Supplied data:
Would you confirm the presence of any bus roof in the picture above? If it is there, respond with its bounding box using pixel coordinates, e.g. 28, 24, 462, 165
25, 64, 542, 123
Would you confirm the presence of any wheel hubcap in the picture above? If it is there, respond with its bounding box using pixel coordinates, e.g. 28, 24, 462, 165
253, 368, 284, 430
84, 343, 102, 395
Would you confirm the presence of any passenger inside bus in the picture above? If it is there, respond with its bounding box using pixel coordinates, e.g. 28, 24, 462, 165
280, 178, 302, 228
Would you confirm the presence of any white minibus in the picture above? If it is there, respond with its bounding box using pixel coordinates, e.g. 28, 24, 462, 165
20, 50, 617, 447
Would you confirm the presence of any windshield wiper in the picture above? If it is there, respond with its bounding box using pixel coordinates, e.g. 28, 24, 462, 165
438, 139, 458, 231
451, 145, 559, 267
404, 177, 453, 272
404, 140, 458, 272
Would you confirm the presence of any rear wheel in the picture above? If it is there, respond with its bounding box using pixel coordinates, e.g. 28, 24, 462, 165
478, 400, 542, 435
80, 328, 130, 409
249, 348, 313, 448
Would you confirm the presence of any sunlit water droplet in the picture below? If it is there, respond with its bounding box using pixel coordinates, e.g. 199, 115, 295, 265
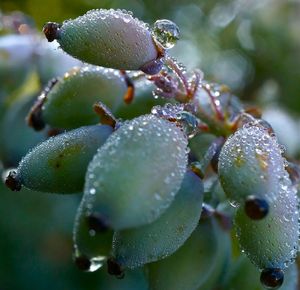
152, 19, 180, 49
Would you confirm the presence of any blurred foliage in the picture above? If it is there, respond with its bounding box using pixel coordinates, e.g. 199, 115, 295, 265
0, 0, 300, 290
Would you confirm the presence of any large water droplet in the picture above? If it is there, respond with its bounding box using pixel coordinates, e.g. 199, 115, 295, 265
74, 254, 106, 272
152, 19, 180, 49
260, 268, 284, 289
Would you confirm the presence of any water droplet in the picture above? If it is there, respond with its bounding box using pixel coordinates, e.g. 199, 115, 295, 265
260, 268, 284, 289
152, 19, 180, 49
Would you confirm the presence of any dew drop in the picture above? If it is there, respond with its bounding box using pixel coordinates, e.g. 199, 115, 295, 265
152, 19, 180, 49
260, 268, 284, 289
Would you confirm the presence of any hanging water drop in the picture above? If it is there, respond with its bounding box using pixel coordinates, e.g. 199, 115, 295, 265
74, 253, 106, 272
260, 268, 284, 289
152, 19, 180, 49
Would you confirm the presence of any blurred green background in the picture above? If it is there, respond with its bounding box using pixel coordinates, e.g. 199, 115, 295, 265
0, 0, 300, 290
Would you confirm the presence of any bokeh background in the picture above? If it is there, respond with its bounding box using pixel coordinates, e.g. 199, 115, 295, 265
0, 0, 300, 290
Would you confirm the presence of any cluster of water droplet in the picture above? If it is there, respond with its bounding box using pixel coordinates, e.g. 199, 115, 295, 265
152, 19, 180, 49
0, 9, 299, 290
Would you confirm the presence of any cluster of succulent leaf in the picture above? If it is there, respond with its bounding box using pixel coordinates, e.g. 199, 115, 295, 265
0, 9, 299, 290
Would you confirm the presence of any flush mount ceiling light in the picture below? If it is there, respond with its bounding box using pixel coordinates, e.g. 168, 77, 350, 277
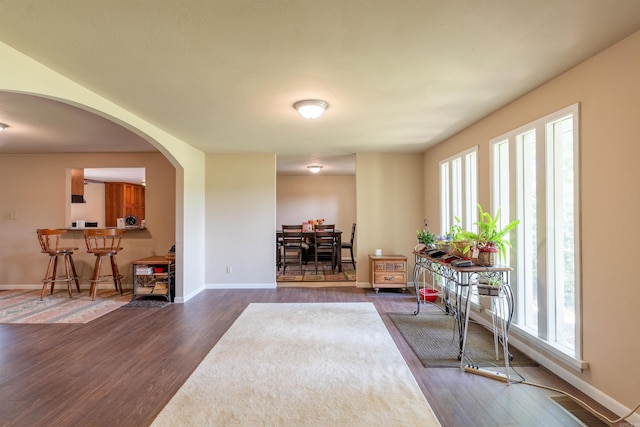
293, 99, 329, 119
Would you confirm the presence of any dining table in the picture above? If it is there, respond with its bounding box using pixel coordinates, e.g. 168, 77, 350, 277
276, 230, 342, 273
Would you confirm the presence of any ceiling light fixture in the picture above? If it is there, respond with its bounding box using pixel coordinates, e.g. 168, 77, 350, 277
293, 99, 329, 120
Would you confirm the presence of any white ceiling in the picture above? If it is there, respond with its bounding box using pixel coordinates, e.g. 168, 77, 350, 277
0, 0, 640, 173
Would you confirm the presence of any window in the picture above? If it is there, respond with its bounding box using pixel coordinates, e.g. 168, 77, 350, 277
440, 147, 478, 233
491, 104, 580, 359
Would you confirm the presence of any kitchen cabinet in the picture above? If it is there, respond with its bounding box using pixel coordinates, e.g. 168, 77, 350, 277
369, 255, 407, 293
104, 182, 145, 227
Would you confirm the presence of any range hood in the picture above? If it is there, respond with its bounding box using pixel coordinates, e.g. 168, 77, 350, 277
71, 168, 87, 203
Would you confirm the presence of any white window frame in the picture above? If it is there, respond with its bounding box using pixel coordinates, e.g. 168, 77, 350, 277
439, 145, 478, 234
490, 104, 583, 368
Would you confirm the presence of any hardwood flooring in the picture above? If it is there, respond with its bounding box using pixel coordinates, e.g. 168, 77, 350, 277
0, 287, 614, 427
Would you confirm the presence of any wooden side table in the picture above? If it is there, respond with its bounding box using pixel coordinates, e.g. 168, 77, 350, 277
369, 255, 407, 293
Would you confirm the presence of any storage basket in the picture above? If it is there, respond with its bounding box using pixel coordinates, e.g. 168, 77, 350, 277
420, 288, 438, 302
477, 251, 498, 267
451, 240, 473, 258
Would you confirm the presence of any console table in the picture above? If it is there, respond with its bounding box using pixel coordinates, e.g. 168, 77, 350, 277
413, 251, 513, 379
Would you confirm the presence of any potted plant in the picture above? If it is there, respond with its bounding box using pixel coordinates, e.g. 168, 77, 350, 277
436, 231, 453, 252
477, 276, 502, 297
474, 204, 520, 266
449, 217, 475, 258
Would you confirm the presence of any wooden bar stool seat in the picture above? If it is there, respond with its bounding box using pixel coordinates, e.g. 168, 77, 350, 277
84, 228, 124, 300
36, 228, 80, 300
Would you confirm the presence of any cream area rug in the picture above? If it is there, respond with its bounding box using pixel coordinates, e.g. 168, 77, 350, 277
152, 303, 440, 427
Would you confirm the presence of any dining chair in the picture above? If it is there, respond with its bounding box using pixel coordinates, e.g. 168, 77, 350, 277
84, 228, 124, 300
341, 222, 356, 268
36, 228, 80, 300
280, 224, 309, 273
313, 224, 337, 274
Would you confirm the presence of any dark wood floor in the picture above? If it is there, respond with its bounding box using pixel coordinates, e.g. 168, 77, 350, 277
0, 287, 613, 427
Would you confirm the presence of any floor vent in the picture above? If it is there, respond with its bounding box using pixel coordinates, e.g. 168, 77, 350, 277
549, 395, 619, 427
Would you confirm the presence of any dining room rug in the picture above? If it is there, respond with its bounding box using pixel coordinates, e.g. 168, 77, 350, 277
276, 262, 356, 282
388, 304, 538, 368
152, 302, 440, 427
0, 289, 131, 323
123, 299, 171, 308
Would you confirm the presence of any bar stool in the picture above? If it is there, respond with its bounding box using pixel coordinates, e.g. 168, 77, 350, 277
84, 228, 124, 300
36, 228, 80, 300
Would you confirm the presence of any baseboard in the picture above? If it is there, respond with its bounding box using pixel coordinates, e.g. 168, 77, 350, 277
471, 313, 640, 426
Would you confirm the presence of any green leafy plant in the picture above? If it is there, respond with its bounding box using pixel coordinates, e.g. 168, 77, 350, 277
467, 204, 520, 261
448, 217, 475, 257
416, 230, 436, 246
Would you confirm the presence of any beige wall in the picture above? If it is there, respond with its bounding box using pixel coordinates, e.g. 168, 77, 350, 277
205, 154, 276, 288
0, 42, 205, 302
356, 153, 425, 287
276, 172, 357, 259
424, 29, 640, 408
0, 153, 176, 288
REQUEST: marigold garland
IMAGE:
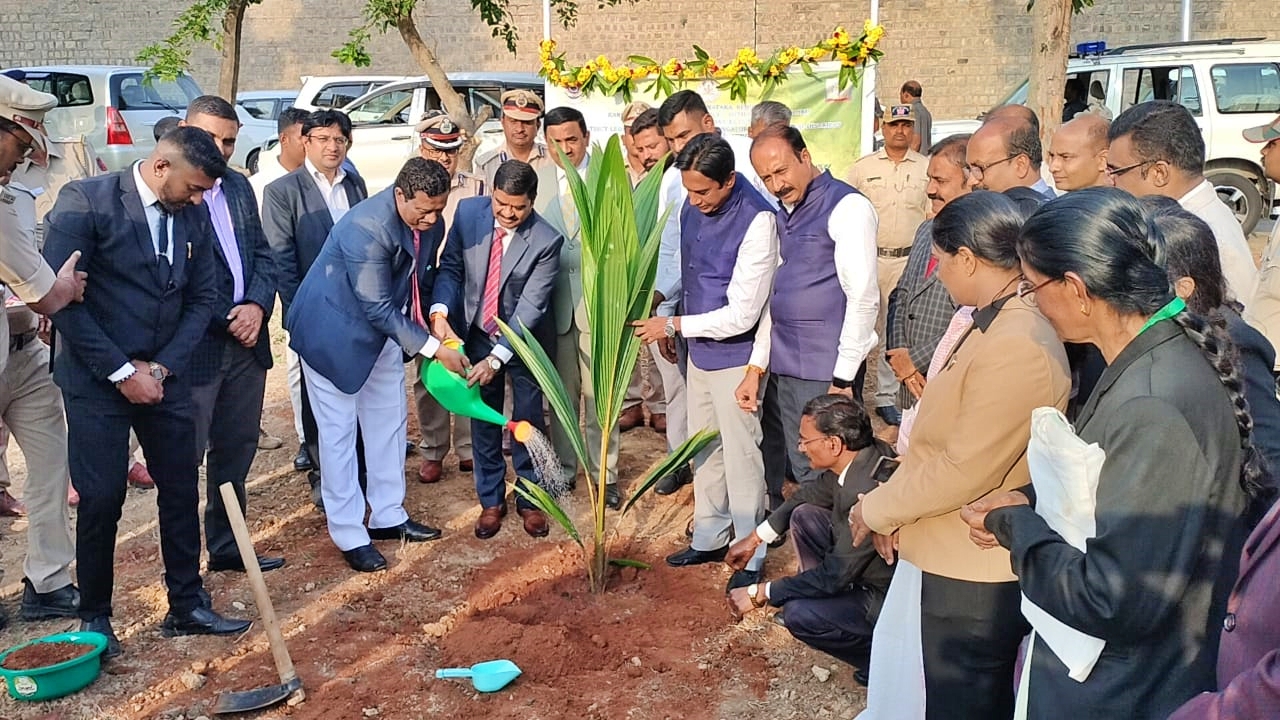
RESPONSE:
[538,20,884,101]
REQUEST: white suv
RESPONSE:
[933,40,1280,234]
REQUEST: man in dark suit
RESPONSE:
[431,160,564,539]
[884,135,969,410]
[182,95,284,571]
[45,128,250,657]
[288,158,466,573]
[262,110,369,509]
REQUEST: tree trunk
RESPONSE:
[1027,0,1071,146]
[396,14,489,170]
[218,0,248,102]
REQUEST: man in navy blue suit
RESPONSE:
[288,158,466,573]
[45,128,250,657]
[431,160,564,539]
[182,95,284,573]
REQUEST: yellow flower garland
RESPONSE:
[538,20,884,101]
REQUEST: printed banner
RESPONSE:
[545,63,861,179]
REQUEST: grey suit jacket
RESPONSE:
[534,165,590,334]
[431,197,564,356]
[262,163,369,315]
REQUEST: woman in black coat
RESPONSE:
[965,188,1263,719]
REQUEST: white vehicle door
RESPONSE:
[344,85,426,195]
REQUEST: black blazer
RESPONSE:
[189,170,275,386]
[262,163,369,315]
[45,168,218,393]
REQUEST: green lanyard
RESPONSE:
[1138,297,1187,334]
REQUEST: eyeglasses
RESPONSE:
[0,127,36,161]
[968,152,1021,177]
[307,135,351,147]
[1107,160,1160,179]
[1018,278,1053,307]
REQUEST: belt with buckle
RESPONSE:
[9,331,36,352]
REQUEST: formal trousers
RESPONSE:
[413,357,471,462]
[782,503,884,670]
[302,340,408,552]
[191,337,266,561]
[0,340,76,593]
[64,375,203,620]
[920,573,1030,720]
[689,357,765,570]
[550,320,621,484]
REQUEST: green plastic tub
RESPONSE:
[0,633,106,701]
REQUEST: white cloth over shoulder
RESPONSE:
[856,557,925,720]
[1023,407,1106,683]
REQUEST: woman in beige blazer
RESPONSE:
[850,192,1071,720]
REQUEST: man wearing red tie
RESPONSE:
[424,160,564,539]
[285,158,467,573]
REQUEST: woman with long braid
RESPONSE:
[964,188,1263,720]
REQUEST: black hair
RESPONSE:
[627,108,662,137]
[493,160,538,202]
[275,108,311,135]
[800,395,876,452]
[658,90,707,128]
[151,115,182,142]
[543,105,586,135]
[187,95,239,123]
[1018,187,1272,502]
[396,158,453,200]
[157,126,227,179]
[302,109,351,140]
[751,124,808,158]
[1107,100,1204,174]
[676,132,735,187]
[933,190,1027,270]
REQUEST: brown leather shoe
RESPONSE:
[520,507,550,538]
[476,505,507,539]
[417,460,444,483]
[618,405,644,432]
[128,462,156,489]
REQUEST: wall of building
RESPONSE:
[0,0,1280,119]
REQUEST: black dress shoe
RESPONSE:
[81,615,123,660]
[209,555,284,573]
[293,445,314,473]
[653,465,694,495]
[160,605,253,638]
[876,405,902,425]
[342,544,387,573]
[724,570,760,592]
[369,519,443,542]
[22,578,79,620]
[667,544,728,568]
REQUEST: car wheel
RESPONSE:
[1207,170,1263,234]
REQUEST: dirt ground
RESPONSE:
[0,315,865,720]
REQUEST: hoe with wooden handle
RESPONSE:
[214,483,306,715]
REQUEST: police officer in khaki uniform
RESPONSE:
[474,90,553,187]
[413,110,485,483]
[0,78,84,620]
[849,105,929,425]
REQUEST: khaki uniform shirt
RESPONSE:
[471,141,556,192]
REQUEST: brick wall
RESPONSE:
[0,0,1280,119]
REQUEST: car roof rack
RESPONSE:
[1105,37,1266,55]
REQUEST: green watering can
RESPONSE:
[421,341,534,443]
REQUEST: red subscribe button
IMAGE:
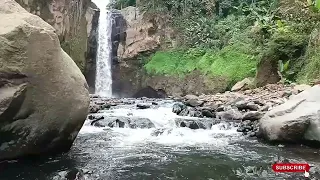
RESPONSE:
[272,163,310,172]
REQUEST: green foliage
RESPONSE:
[297,29,320,83]
[145,41,257,83]
[139,0,320,85]
[111,0,136,9]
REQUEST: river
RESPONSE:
[0,100,320,180]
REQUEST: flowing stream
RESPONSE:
[93,0,112,97]
[0,99,320,180]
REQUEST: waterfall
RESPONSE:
[93,0,112,97]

Exercise directions:
Gather every line in the items above that contains the string "plant", where case counts, and copy each line unchanged.

Response to the task:
Would you confirm the presence of any potted plant in the picture above? If it is there, respond with its bounding box using pixel coordinates, e.g. 168, 77, 350, 277
Would you confirm the presence of any green leafy plant in the picture above? If it is there, respond with its bounding box using pixel coordinates, e.g. 168, 77, 350, 277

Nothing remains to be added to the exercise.